• **WHAT YOU NEED TO DO**: Return each line of the rows below that contains the string "blue", matching case exactly.
:: STORED RECORDS
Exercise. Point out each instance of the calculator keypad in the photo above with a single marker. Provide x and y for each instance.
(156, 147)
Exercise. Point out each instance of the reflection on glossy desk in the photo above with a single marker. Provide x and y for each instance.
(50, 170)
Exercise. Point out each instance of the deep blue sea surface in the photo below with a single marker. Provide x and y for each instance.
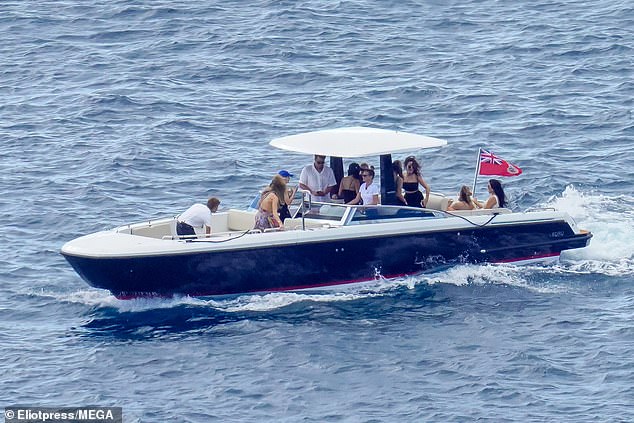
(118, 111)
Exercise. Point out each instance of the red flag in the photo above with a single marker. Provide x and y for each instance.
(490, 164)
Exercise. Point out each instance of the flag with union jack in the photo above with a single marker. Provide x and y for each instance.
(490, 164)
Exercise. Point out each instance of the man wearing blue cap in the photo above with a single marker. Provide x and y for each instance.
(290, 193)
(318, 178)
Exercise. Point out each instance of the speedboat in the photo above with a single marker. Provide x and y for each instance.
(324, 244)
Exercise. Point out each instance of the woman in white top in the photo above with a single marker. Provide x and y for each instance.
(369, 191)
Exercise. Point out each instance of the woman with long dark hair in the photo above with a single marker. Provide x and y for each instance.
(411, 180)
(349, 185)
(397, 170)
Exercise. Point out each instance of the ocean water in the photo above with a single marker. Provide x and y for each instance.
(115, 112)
::::
:: STORED RECORDS
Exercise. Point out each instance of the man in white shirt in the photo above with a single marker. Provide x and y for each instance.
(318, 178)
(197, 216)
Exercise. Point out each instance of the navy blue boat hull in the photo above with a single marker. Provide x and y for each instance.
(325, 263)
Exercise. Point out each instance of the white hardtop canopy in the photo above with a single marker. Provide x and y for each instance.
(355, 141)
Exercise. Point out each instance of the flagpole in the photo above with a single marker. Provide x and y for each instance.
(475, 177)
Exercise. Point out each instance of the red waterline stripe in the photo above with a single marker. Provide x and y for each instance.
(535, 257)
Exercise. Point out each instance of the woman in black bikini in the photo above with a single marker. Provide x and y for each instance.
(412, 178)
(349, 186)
::::
• **SOLUTION TO THE PROBLEM**:
Exercise. Point out each instance of the deep blue sea surface in the photo below with a single marker. Provide x and y for each instance.
Exercise. Point out each instance of the man wearing blue cap in the photo above with a single marker. Provide x and y for each instance.
Exercise. Point out each instance of the navy blue boat hull in the photo above with a single marker. Provide x and y for each instance.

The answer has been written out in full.